**WHAT THIS TASK INVOLVES:**
Copy out, unchanged, the part of the entries below that opens with the line containing "Point out every instance of the man's nose" and runs through the end of the entries.

☆ ☆ ☆

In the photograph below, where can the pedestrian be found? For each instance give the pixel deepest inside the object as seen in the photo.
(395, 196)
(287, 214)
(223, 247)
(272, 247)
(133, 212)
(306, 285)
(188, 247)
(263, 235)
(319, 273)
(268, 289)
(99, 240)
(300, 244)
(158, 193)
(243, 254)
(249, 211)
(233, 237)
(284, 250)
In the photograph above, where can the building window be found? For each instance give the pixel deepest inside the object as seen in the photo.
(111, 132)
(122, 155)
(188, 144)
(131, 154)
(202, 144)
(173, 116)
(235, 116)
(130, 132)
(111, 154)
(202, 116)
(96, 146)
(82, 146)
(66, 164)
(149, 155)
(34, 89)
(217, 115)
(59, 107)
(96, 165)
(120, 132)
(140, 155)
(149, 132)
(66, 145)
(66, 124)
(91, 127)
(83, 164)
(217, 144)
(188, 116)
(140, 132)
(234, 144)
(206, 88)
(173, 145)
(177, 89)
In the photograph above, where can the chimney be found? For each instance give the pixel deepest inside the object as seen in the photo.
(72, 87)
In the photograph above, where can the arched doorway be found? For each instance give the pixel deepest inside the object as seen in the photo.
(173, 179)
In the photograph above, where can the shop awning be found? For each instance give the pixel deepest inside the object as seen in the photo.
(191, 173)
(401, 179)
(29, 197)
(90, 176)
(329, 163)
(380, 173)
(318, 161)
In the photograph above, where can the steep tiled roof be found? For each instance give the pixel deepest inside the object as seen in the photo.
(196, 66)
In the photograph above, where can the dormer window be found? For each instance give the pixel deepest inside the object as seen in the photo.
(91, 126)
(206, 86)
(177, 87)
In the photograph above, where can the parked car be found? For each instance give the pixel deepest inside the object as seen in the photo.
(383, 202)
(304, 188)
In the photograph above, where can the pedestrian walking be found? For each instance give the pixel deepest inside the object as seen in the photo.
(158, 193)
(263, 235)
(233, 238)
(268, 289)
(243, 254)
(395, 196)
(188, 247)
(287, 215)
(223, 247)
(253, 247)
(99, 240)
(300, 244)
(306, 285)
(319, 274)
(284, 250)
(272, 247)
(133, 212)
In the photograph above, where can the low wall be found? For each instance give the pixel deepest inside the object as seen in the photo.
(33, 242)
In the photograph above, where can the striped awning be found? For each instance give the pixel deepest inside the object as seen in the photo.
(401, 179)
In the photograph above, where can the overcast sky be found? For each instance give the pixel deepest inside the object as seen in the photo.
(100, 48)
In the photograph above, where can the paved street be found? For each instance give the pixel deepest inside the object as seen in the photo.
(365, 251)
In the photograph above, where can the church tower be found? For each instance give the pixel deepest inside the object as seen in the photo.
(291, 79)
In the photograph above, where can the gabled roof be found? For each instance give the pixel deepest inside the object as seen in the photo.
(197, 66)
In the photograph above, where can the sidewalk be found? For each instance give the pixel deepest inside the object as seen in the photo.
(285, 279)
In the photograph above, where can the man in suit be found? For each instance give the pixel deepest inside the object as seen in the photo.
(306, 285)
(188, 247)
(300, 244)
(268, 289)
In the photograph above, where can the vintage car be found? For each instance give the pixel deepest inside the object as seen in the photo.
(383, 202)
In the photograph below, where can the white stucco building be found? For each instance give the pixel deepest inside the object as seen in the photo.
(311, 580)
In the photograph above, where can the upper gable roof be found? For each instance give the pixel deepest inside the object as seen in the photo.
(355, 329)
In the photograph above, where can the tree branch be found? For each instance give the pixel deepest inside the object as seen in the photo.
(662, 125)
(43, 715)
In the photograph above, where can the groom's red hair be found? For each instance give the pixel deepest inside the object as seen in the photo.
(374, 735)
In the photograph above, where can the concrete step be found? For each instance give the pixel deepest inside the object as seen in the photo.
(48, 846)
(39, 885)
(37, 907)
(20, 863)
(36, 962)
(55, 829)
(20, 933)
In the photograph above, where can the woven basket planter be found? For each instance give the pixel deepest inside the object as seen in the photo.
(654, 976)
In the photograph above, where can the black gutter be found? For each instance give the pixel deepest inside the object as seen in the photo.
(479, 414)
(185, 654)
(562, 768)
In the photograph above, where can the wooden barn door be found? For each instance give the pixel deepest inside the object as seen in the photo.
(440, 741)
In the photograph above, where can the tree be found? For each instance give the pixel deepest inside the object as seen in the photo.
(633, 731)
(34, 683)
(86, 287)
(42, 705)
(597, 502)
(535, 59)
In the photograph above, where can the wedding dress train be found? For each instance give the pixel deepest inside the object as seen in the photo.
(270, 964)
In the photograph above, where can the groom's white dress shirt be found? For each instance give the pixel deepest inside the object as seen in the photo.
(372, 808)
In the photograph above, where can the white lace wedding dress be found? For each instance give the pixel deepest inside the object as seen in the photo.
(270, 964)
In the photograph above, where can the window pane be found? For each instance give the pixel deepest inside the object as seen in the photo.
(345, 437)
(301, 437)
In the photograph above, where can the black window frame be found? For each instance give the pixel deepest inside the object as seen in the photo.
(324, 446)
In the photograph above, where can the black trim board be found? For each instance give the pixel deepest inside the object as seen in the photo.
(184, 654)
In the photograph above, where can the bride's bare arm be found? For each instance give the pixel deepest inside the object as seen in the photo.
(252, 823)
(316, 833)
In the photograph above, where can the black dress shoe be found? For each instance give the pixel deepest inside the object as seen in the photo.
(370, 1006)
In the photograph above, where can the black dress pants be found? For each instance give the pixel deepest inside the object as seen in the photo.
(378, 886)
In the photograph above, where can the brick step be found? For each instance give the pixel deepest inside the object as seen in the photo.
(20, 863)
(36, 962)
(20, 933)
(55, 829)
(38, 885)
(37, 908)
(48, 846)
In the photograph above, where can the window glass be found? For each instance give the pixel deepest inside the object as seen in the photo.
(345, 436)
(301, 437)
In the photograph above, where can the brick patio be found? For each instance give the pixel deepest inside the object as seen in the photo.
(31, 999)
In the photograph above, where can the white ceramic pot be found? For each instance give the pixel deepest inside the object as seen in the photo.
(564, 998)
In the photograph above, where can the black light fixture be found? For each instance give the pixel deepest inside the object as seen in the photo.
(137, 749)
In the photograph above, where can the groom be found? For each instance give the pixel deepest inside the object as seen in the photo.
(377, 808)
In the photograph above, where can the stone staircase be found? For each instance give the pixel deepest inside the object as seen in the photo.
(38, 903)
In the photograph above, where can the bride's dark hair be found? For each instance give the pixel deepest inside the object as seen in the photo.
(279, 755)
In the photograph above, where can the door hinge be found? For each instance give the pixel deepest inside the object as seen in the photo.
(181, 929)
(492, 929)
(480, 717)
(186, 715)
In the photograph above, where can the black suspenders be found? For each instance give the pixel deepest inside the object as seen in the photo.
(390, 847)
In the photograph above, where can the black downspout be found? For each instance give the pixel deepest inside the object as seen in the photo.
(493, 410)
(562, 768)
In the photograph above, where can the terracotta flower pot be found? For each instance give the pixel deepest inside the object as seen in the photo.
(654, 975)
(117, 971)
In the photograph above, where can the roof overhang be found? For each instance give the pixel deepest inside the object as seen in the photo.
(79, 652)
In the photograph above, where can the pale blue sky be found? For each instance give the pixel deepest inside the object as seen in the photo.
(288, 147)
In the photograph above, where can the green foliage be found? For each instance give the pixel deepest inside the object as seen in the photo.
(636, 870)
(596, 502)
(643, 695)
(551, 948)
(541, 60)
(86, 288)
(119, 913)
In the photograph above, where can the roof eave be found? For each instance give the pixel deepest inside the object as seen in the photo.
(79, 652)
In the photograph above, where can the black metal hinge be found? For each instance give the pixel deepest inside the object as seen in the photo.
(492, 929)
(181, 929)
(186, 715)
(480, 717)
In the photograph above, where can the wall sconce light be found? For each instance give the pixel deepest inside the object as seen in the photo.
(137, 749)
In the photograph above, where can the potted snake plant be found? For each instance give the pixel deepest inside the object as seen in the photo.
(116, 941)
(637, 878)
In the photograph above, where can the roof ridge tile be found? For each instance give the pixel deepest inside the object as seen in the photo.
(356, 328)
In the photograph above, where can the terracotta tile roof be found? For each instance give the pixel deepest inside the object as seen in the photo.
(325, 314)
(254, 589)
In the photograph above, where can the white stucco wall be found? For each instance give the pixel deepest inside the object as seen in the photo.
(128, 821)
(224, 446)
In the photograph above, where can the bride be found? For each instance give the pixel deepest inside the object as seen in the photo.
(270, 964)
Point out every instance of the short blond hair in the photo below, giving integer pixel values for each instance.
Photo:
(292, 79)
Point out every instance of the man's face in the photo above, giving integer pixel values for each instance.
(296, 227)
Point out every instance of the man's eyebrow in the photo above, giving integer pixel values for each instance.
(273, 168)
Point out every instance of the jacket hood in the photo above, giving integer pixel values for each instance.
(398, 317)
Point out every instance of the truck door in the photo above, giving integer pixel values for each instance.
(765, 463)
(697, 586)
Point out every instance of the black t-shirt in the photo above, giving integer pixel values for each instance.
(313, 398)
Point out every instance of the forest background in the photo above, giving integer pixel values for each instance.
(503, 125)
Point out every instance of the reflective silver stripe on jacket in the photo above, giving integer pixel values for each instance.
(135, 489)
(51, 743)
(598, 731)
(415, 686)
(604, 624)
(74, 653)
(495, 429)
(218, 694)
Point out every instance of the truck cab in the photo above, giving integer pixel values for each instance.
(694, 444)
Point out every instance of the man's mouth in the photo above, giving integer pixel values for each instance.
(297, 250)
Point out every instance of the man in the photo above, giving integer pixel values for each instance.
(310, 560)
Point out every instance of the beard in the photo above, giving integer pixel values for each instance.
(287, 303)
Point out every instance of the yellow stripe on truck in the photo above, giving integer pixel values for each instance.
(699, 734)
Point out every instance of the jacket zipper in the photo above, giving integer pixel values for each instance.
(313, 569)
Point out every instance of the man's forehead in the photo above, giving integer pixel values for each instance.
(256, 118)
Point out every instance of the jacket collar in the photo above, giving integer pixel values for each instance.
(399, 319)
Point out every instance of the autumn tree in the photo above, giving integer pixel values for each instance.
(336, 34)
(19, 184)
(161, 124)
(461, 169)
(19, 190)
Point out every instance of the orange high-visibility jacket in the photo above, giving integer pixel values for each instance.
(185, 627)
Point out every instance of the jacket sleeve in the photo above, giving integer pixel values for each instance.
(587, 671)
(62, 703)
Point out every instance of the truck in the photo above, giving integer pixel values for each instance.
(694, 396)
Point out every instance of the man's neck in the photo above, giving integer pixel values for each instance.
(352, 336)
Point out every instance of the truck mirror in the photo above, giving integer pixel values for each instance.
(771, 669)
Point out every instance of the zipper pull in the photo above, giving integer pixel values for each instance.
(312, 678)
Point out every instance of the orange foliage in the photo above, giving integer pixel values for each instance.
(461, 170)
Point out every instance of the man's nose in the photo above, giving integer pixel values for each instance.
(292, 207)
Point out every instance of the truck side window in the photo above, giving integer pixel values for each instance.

☆ ☆ ☆

**TASK RESULT:**
Point out every instance of the man's nose in the photo above, giving integer pixel values for each instance.
(292, 207)
Point out every instance of the truck side window in the photo above, giving integer pixel values for each instance.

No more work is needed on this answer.